A verbatim copy of the whole listing is what is needed.

Top of Data

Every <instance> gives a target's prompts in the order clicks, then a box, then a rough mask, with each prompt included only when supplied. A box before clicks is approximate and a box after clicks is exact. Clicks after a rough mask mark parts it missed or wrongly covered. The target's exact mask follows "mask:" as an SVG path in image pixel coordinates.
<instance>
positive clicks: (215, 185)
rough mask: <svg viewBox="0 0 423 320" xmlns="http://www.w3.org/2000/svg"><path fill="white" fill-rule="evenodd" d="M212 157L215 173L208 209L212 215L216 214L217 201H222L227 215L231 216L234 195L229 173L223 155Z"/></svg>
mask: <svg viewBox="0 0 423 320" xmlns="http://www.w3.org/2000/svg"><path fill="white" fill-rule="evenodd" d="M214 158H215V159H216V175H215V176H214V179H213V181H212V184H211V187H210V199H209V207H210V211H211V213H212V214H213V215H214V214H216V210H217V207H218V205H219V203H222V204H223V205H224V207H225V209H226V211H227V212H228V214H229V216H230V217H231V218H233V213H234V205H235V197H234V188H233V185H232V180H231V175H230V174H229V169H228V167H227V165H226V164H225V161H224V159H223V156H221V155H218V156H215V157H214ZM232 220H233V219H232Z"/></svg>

Bottom of Data

_Task answer_:
Every <instance> gives a target's prompts in the order clicks, then a box, then a rough mask, with each prompt included only when supplied. A box before clicks is approximate and a box after clicks is exact. Clicks after a rough mask mark parts it missed or wrongly covered. The target's exact mask follows "mask:" as an SVG path in image pixel coordinates.
<instance>
positive clicks: (215, 185)
rough mask: <svg viewBox="0 0 423 320" xmlns="http://www.w3.org/2000/svg"><path fill="white" fill-rule="evenodd" d="M212 157L215 173L208 209L212 215L216 214L217 201H222L227 215L231 216L234 195L229 173L223 155Z"/></svg>
mask: <svg viewBox="0 0 423 320" xmlns="http://www.w3.org/2000/svg"><path fill="white" fill-rule="evenodd" d="M214 158H215V159H216V175H215V176H214V179H213V181H212V184H211V187H210V199H209V207H210V211H211V213H212V214H213V215H214V214H216V210H217V207H218V205H219V203H222V204H223V205H224V207H225V209H226V211H227V212H228V214H229V216H230V217H231V218H233V213H234V205H235V197H234V188H233V185H232V180H231V175H230V174H229V169H228V167H227V165H226V164H225V161H224V159H223V156H221V155H218V156H215V157H214ZM232 220H233V219H232Z"/></svg>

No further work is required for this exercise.